**Provided information**:
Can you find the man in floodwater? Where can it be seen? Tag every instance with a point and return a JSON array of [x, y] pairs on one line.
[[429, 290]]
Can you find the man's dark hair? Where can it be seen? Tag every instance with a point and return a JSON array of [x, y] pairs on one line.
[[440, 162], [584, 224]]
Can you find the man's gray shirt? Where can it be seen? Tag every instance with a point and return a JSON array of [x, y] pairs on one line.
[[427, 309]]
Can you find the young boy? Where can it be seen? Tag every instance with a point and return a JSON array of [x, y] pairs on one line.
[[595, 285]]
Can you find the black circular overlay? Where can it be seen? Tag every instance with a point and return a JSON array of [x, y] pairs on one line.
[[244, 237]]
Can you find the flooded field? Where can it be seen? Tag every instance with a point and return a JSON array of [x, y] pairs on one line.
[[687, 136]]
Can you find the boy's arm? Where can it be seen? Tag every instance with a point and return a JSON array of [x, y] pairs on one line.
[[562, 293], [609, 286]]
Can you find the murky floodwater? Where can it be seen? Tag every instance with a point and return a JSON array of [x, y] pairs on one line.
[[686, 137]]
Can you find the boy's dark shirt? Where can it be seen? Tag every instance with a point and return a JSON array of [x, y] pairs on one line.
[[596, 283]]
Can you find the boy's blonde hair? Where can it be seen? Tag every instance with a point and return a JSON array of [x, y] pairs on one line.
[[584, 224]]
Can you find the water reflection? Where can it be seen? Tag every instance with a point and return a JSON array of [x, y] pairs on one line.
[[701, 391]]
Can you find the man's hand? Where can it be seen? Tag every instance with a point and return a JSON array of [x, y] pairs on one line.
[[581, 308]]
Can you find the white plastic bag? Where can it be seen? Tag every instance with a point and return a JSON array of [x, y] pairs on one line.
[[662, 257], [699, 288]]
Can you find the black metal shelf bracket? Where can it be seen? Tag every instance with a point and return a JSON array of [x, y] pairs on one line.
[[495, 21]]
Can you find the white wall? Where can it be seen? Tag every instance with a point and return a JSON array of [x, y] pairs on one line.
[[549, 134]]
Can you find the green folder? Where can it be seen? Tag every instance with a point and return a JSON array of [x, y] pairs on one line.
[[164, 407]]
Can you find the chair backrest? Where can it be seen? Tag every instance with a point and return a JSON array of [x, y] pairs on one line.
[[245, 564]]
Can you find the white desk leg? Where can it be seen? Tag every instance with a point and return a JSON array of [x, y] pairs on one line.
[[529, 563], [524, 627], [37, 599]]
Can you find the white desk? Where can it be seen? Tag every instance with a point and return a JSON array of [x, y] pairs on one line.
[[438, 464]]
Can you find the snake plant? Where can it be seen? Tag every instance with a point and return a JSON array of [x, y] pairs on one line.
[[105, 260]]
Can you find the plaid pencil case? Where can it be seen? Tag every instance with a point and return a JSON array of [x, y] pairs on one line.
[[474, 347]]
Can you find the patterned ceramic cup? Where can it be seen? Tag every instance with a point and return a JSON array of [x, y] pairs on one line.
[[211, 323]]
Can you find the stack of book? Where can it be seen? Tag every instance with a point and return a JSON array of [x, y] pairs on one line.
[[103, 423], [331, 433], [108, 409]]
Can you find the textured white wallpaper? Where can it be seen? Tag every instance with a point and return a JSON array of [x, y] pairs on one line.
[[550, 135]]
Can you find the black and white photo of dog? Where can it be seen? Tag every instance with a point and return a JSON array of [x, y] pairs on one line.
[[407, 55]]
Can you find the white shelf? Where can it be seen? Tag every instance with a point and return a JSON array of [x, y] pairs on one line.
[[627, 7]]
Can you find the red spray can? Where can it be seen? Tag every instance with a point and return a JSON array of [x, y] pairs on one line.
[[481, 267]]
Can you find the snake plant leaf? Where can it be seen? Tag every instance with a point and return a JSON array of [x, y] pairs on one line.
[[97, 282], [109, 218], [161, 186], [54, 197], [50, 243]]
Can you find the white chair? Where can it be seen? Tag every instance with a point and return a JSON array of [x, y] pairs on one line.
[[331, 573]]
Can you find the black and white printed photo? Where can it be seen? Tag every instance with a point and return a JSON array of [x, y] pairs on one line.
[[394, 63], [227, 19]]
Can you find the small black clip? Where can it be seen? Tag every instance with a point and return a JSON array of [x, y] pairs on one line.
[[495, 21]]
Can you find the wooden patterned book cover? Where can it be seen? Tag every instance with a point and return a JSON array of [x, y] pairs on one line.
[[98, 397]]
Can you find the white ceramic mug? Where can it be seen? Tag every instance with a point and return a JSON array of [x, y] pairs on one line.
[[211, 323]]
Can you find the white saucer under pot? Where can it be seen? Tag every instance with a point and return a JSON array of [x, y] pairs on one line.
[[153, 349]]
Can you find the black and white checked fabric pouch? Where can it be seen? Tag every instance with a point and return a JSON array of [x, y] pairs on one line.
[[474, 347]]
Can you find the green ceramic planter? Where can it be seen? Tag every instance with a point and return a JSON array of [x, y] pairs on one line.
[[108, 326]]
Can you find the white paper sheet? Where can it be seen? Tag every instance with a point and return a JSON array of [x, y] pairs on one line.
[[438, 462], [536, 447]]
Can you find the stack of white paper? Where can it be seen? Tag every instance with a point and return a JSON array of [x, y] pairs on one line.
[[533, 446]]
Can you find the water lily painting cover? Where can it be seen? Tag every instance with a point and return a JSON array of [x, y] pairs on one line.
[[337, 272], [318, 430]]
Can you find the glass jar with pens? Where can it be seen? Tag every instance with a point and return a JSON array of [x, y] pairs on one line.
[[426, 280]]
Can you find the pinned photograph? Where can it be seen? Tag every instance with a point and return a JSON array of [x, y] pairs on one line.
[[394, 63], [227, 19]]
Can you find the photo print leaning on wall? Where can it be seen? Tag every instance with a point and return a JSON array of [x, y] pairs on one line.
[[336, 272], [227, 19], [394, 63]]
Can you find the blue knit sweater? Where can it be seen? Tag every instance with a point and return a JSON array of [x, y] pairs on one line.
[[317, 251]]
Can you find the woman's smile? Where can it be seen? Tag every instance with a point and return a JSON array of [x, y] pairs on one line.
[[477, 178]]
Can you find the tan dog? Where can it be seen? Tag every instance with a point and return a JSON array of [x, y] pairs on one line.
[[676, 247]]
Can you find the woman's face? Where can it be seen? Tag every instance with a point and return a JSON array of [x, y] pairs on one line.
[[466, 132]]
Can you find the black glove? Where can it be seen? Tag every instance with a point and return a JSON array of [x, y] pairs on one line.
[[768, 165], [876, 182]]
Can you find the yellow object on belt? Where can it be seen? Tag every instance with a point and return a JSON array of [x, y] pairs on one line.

**What you have to do**: Repeat the data verbatim.

**Exercise response**:
Can you find the man in floodwater? Where can it be seen? Tag every instance with a point and return a JSON array of [x, y] pairs on one line.
[[429, 290]]
Can you find the man's dark hair? Where can it be seen? Tag every instance with a point and return a JSON array of [x, y] pairs on one line.
[[440, 162], [584, 224]]
Can you find the man's gray shirt? Where can it be seen? Tag every instance with a point and return a JSON array of [x, y] pairs on one line.
[[427, 309]]
Can you find the young boy? Where can it be seen? Tag every instance with a point and return a JSON array of [x, y] pairs on one line.
[[595, 285]]
Can you find the black circular overlay? Where can it be seen? Tag every instance with a point and return a JSON array of [x, y] pairs on one line.
[[244, 237]]
Can you find the flooded field? Where can it be seen? Tag every instance with a point and return a JSON array of [x, y] pairs on one line.
[[687, 136]]
Can you find the boy's arm? Where can it be seen? Tag every instance with a point and return a JSON array of [x, y] pairs on one line.
[[562, 293], [609, 286]]
Can you find the murky floodwater? Where can it be seen? Tag every instance with a point and return a JSON array of [x, y] pairs on one line.
[[686, 137]]
Can you find the boy's dark shirt? Where can it be seen? Tag every instance with a point and return a JSON array of [x, y] pairs on one line.
[[596, 283]]
Can you find the boy's blonde hair? Where can it be seen? Tag every instance with a point and return a JSON array of [x, y] pairs on one line.
[[584, 224]]
Can you find the water reflection? Where can it be seen? Tag every instance with a point and return a JSON array of [x, y] pairs on one line.
[[701, 391]]
Can you find the man's hand? Where can it be seen? Tag every instance with a point and return a JSON array of [x, y] pairs on one line.
[[581, 308]]
Can you find the white plastic bag? Where can it be seen? Tag every instance with a point and return a JSON array of [x, y] pairs on one line.
[[662, 257], [699, 288]]
Can you find the black metal shelf bracket? Where can it be seen? Tag every instance with a point and return a JSON array of [x, y] pairs on one line.
[[495, 21]]
Can you find the white wall? Where can it be seen? Tag every instance with a point and return a JSON array of [x, y] pairs on one line.
[[549, 134]]
Can you find the green folder? Where can it be seen? Tag every instance with a point and return a JSON array of [x, y] pairs on one line.
[[164, 407]]
Can you find the chair backrest? Where can it be seen? Tag every instance with a point and return a JSON array of [x, y] pairs on one line.
[[245, 564]]
Can you find the white desk leg? Where can it be seen? Tag every instance with a point and return a JSON array of [x, y] pairs on one line.
[[529, 563], [524, 627], [37, 599]]
Can you find the white desk? Where can it be seen? Tag every instance with a point and return a JSON array of [x, y] pairs on one line.
[[438, 464]]
Can you find the snake plant? Where can it be seen? Tag every instance with a point and return a JSON array of [x, y] pairs on one line.
[[105, 260]]
Can you find the plaid pencil case? Where can it be seen? Tag every instance with a point and return a JSON array of [x, y] pairs on one line.
[[474, 347]]
Can you find the patterned ceramic cup? Where can it be seen? Tag every instance with a point and return a JSON array of [x, y] pairs on one line.
[[211, 323]]
Can you find the stack of book? Where can it be seen? Tag every instance with a point and return a JSON array of [x, y] pairs on one line.
[[103, 423], [331, 433], [108, 409]]
Can you find the textured white wallpaper? Where can it be seen? Tag every instance with a point and return a JSON array of [x, y] pairs on one line.
[[550, 135]]
Can you find the black and white photo of dog? Where can it be seen? Tag every instance with a point and return a JSON array of [x, y] pairs on one line.
[[407, 55]]
Can you find the white shelf? Where can it be seen? Tag every instance with a point and return a JSON array of [x, y] pairs on one line.
[[627, 7]]
Can you find the red spray can? Where can it be seen? Tag every instance with a point and return a JSON array of [x, y] pairs on one line.
[[481, 267]]
Can you find the snake plant leaf? Where can it be seen? Tag every instance with a point and return a JSON array of [x, y] pairs on one line.
[[97, 282], [109, 218], [161, 186], [54, 197], [50, 243]]
Can you find the white chair? Where can it be seen? Tag every instance with a point and return a JSON array of [x, y] pairs on one line.
[[331, 573]]
Can you find the black and white printed photo? Where can it be seen? Tag every instance with a point and return a JSON array of [x, y] pairs on one line.
[[394, 63], [227, 19]]
Can you find the small black clip? Where can it be seen? Tag every instance with a point and return a JSON array of [x, y] pairs on one line.
[[495, 21]]
Can you find the wooden patterned book cover? Where can it be seen? Tag every instance with a point and return a JSON array of [x, y] pairs on one line.
[[98, 397]]
Can you find the white ceramic mug? Where can it be seen? Tag every instance with a point and return a JSON array of [x, y] pairs on one line.
[[211, 323]]
Can you find the white saucer under pot? Where can it be seen? Tag every instance with a point and return a JSON array of [x, y] pairs on one line.
[[153, 349]]
Can you find the black and white checked fabric pouch? Where can it be seen? Tag every instance with a point and return a JSON array of [x, y] pairs on one line.
[[474, 347]]
Can you find the green ceramic planter? Where can it be seen? Tag every instance with a point and return a JSON array of [x, y] pairs on one line.
[[108, 326]]
Can you find the white paper sheet? Where can it be seen? Tag every instance with a point and return a JSON array of [x, y] pairs on one line.
[[438, 462], [536, 447]]
Can you find the stack of white paper? Where can it be seen? Tag every instance with a point and return a JSON array of [x, y] pairs on one line.
[[533, 446]]
Can you find the water lily painting cover? Where can it be seen? Tag every instance with a point and return a JSON array of [x, y] pairs on one line.
[[337, 272], [318, 430]]
Can you find the glass jar with pens? Where can it be seen? Tag every instance with a point and return a JSON array of [x, y] pairs on one line.
[[426, 280]]
Can you find the pinned photograph? Where can it be seen? Tag every instance with a point and return a JSON array of [x, y] pairs on one line.
[[394, 63], [227, 19]]
Can you find the photo print leaning on wall? Where can it be seen? Tag every instance with a point and return a JSON array of [x, y] pairs on one line.
[[336, 272], [227, 19], [394, 63]]
Can you find the blue knit sweater? Where can it be seen? Tag every instance with a point and return a JSON array of [x, y] pairs on one line.
[[317, 251]]
Can you find the woman's smile? Where can it be seen? Tag every instance with a point and return a JSON array of [x, y] pairs on one line.
[[477, 178]]
Can you find the tan dog? Where can it be seen? Tag every instance with a point and return a JSON array of [x, y] pairs on one line.
[[676, 247]]
Can you find the woman's face? Where can it be seen? Tag every instance with a point and return a JSON array of [x, y] pairs on one line.
[[466, 132]]
Can you find the black glove? Where can it be seen? Tag every instance with a point and return a JSON array of [x, y] pairs on one line.
[[768, 165], [876, 182]]
Can you find the yellow object on belt? Where can it be seen? Tag every instance with a point and return a JSON array of [x, y] pairs on one line.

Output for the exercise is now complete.